Task details =
The full set of records must be returned exactly, character for character.

--- Records for the task Enclosed Below ---

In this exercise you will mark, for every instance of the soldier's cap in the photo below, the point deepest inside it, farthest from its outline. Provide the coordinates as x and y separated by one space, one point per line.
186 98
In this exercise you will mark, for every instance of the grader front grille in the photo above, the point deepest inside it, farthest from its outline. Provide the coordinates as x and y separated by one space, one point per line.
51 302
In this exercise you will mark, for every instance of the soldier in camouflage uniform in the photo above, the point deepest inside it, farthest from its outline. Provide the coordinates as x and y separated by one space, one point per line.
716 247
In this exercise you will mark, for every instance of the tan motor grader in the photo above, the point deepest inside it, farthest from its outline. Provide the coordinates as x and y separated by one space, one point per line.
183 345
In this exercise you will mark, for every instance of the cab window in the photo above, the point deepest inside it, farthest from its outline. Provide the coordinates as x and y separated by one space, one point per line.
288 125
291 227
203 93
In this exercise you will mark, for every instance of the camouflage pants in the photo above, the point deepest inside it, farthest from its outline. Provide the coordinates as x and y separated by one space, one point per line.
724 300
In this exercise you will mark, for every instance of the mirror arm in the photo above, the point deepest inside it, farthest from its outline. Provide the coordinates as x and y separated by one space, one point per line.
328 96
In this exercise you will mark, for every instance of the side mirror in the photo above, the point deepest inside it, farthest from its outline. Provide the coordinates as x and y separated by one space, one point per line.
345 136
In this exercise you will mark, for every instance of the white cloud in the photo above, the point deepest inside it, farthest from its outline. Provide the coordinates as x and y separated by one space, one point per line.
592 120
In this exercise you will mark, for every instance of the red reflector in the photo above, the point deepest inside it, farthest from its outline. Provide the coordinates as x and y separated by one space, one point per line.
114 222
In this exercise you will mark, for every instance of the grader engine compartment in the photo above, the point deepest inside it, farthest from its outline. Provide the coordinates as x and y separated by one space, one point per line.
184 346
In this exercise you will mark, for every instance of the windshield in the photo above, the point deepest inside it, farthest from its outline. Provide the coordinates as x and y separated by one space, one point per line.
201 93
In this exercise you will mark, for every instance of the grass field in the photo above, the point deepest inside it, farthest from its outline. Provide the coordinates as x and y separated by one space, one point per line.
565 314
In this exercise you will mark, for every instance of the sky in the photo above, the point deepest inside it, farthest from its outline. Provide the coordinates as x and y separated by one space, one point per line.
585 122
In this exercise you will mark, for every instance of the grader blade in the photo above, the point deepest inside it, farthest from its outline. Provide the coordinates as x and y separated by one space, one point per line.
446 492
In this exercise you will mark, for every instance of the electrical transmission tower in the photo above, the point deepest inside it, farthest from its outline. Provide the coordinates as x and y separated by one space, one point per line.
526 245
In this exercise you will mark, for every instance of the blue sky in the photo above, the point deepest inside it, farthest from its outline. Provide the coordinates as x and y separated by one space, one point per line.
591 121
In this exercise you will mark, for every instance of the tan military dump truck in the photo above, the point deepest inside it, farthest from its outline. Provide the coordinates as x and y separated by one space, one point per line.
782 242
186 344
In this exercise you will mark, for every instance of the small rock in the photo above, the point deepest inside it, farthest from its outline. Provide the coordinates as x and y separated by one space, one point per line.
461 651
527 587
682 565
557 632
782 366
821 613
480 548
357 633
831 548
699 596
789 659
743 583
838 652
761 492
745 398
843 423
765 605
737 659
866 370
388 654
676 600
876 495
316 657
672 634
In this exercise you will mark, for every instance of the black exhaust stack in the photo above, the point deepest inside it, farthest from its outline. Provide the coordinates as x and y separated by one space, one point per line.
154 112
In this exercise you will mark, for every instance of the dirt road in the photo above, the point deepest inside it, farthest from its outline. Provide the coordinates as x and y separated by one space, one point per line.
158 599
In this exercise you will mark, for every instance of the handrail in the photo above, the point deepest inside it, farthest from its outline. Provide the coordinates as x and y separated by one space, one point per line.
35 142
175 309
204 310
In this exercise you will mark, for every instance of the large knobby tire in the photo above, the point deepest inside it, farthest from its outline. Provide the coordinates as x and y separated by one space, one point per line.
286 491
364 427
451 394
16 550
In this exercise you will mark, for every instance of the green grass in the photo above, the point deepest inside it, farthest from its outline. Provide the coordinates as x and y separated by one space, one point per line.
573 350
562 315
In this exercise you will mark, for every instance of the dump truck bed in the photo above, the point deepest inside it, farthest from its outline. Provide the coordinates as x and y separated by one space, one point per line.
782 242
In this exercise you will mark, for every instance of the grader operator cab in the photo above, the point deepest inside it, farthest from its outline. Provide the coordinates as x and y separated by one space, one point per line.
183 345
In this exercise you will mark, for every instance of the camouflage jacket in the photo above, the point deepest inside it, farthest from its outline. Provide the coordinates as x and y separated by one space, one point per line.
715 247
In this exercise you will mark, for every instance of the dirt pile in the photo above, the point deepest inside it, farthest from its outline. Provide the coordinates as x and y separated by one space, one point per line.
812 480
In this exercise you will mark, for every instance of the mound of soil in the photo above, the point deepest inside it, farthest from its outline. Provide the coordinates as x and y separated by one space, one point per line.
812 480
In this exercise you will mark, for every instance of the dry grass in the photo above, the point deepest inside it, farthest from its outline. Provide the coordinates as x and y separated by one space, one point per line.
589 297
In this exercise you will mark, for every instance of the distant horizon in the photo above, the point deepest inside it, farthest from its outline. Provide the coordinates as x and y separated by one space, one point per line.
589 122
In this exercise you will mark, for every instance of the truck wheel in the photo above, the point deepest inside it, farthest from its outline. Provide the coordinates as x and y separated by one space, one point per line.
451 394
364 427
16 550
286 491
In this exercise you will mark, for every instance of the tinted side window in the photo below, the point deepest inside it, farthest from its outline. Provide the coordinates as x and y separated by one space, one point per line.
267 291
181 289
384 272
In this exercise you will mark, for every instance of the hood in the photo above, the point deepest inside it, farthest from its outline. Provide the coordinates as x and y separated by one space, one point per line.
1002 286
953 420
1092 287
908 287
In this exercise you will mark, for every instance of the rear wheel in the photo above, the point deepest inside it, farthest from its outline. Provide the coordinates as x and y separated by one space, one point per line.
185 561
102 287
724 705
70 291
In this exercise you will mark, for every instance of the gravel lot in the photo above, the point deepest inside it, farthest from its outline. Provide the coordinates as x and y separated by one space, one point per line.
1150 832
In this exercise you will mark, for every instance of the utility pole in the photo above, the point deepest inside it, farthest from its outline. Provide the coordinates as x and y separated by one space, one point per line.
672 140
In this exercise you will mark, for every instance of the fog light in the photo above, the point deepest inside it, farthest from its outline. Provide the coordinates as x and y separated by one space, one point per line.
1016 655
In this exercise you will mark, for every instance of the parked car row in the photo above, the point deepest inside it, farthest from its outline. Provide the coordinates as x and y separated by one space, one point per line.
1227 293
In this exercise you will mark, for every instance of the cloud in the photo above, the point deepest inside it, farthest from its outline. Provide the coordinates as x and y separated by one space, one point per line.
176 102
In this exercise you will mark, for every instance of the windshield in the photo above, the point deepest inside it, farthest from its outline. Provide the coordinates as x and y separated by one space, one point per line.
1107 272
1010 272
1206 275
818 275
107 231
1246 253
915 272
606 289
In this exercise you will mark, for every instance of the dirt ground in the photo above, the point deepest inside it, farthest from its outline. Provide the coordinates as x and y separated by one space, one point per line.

--- End of Enclosed Records for the task ---

Exercise response =
In this exercise you will mark, for every instance of the soldier's cap in the photo below, the point deepest inside it, farthest from its outline. Provide the coordinates as x and y separated by one space, one point per line.
186 98
In this exercise you will mark, for every instance of the grader front grille in the photo above, the point deepest inside it, farthest from its outline. Provide the coordinates as x and y separated by one space, one point per line.
51 302
In this exercise you will mark, for every instance of the soldier in camouflage uniform in the photo above, the point deepest inside it, farthest from its outline. Provide the coordinates as x and y separated by one space, one point per line.
716 247
In this exercise you will mark, for every instance of the tan motor grader in the photo above, the point deepest inside it, farthest from its outline. Provide the coordinates as x and y separated by one space, one point per line.
183 345
In this exercise you will mark, for every instance of the cab window in the photo above, the point deepest inside it, farthest from its outline. Provide the coordinates as x and y separated by one space, one point per line.
288 125
291 227
203 93
In this exercise you will mark, for every instance of the camouflage pants in the photo above, the point deepest inside it, farthest from its outline. Provide the coordinates as x and y separated by one space, one point per line.
724 300
In this exercise you will mark, for every instance of the mirror arm in the photo above, the point deepest inside it, farthest from its outline. Provide the coordinates as x and y separated by one space, one point per line.
328 96
In this exercise you will mark, for every instance of the side mirror in the photo above, the point deepest inside it, farthest from its outline. Provide the coordinates as x and y separated by one space, one point per line.
345 136
In this exercise you will mark, for every instance of the white cloud in the photo above, the point deepest inside it, farthest from its outline. Provide the coordinates as x and y separated by one space, one point per line.
592 120
In this exercise you will mark, for every instance of the red reflector in the photo above, the point deepest inside it, farthest from its outline. Provide the coordinates as x and y separated by one space, one point per line.
114 222
In this exercise you will mark, for every instance of the grader engine compartment in the photo above, the point deepest inside it, farthest from its outline. Provide the coordinates as x and y separated by one space, one point per line.
184 346
In this exercise you will mark, for every instance of the windshield in the photo above, the point deepest inside it, farthest from its outline. Provide the coordinates as x and y separated by one space, one point per line.
201 93
In this exercise you will mark, for every instance of the grass field in the photo above, the point deepest inside it, farthest from its outline. Provide the coordinates as x and y separated by one space, one point per line.
565 314
In this exercise you will mark, for every instance of the sky in the photo above, the point deepest inside it, farthest from its outline. Provide the coordinates as x and y separated by one space, one point per line.
585 122
In this exercise you will mark, for every instance of the grader blade in the photo above, the point deepest inside it, farthest from its outline. Provide the coordinates as x and y separated by one space, one point per line.
446 492
In this exercise you will mark, for every instance of the electrical transmission tower in the photo above, the point deepest inside it, farthest from its outline. Provide the coordinates as x and y separated by one space, one point per line.
526 245
In this exercise you will mark, for every instance of the blue sky in the photo above, the point deepest inside it, farthest from its outline. Provide the coordinates as x and y separated by one space, one point per line.
591 121
In this exercise you will mark, for every instance of the tan military dump truck in the photo above, the point deepest inside it, farthest from its outline. Provide the coordinates as x and y separated by one space, one point per line.
782 242
186 344
In this exercise you will mark, for every instance of the small rock in the photo above, the point deepest inside it, farthest from its outline. Provide the coordinates as x and y separated by one space, one point per line.
461 651
527 587
682 565
557 632
782 366
821 613
480 548
357 633
831 548
699 596
789 659
743 583
838 652
761 492
745 398
843 423
765 605
737 659
866 370
388 654
676 600
876 495
316 657
672 634
In this exercise you will mark, for every instance of the black exhaust stack in the photo above, the point deepest inside it, farthest from its outline. Provide the coordinates as x and y separated by one space, one point per line.
154 112
In this exercise you will mark, for every instance of the dirt road in the photo above, the point deepest inside it, farthest from its outline. Provide the coordinates as x and y separated by one space, one point per line.
158 599
In this exercise you will mark, for every instance of the handrail in the photo above, the point deepest inside it, farthest from its outline. Provide the coordinates as x and y separated by one space, one point per line.
35 142
175 309
204 310
In this exercise you will mark, for every instance of the large knobby tire in the photo above, the point deepest inside it, farthest from its outline. Provide the coordinates as x and y separated by one space, one point per line.
286 491
364 427
451 394
16 550
In this exercise you will mark, for every instance of the green grass in the photo above, the point deepest inside it, farthest from its outline. Provide the coordinates as x and y separated by one space, one point per line.
573 350
562 315
In this exercise you will mark, for every instance of the dump truck bed in the photo above, the point deepest inside it, farthest from its outline. Provide the coordinates as x and y separated by one space, one point per line.
782 242
In this exercise you will mark, for every instance of the grader operator cab in the photo above, the point deepest inside it, farthest from its outline. Provide the coordinates as x and y separated by one space, one point per line.
183 345
In this exercise you will mark, for every instance of the camouflage jacket in the photo above, the point deepest inside it, farthest from its outline. Provide the coordinates as x and y separated by one space, one point per line.
715 247
In this exercise you will mark, for every instance of the dirt pile in the photo above, the point deepest inside it, farthest from its outline. Provide the coordinates as x and y separated by one space, one point per line.
812 480
In this exercise you will mark, for every instance of the mound of soil in the photo above, the point deepest inside it, farthest from its outline. Provide the coordinates as x and y separated by one space, one point per line.
812 480
In this exercise you will mark, for every instance of the dry grass in the photo above, the point deepest inside it, farthest from its outline. Provide the coordinates as x and y separated by one space, one point per line.
589 297
In this exercise you will mark, for every instance of the distant horizon in the photo above, the point deepest inside it, farthest from its outline. Provide the coordinates as x and y separated by one space, one point per line.
589 122
In this exercise you will mark, for every instance of the truck wheel in the photo above, the point deepest inside it, farthest from its outline. Provide the coordinates as x and y separated by one space, one point per line.
451 394
364 427
16 550
286 491
In this exercise you will mark, for every instance of the tinted side window in the photo below, the point deepest inside it, farthest from its outline. Provide the coordinates as x and y separated by one space, one point per line.
267 291
181 289
384 272
In this exercise you will mark, for every instance of the hood in the photo above, the point deepest inside it, farthest from its outline. Provide the coordinates as x and y separated by one space, one point per line.
1002 286
953 420
1092 287
908 287
In this exercise you will mark, for every instance of the rear wheel in the photo above, the point deepest inside it, farthest from its outline. Provide the coordinates as x and y separated by one space, one point per line.
185 561
102 287
724 705
70 291
In this exercise you will mark, for every instance of the gravel lot in the photo above, the point deepest inside it, farthest from its outline. Provide the coordinates as x and y separated by one space, one point per line.
1150 832
In this exercise you will mark, for every instance of the utility pole in the photo above, the point deepest inside it, farthest from its outline. Provide the coordinates as x and y separated by one space, one point per line.
672 140
In this exercise you will mark, for every instance of the fog light in the photo above, the point deepest inside it, farthest from its outline. Provide the coordinates as x and y separated by one space, one point per line.
1016 655
In this exercise you will mark, for every instance of the parked car row in the photo above, the point deepest inside it, farthest from its outline. Provide the coordinates as x and y separated by one space, one point per line.
1227 293
In this exercise you will mark, for every instance of the cloud in the photo above, the point deepest inside it, farthest from its outline. Provide the coordinates as x and y separated by one space, one point per line.
176 102
In this exercise you will mark, for every instance of the windshield in the photo above, the point deepest inside it, farthest from its outline. Provide the coordinates as x and y separated by one space, one point per line.
1107 272
1010 272
1206 275
818 275
107 231
1246 253
915 272
606 289
In this exercise you will mark, for every instance of the dirt ground in the photo above, the point deepest inside it, farthest from its outline. Provide the coordinates as x and y separated by one space, one point per line.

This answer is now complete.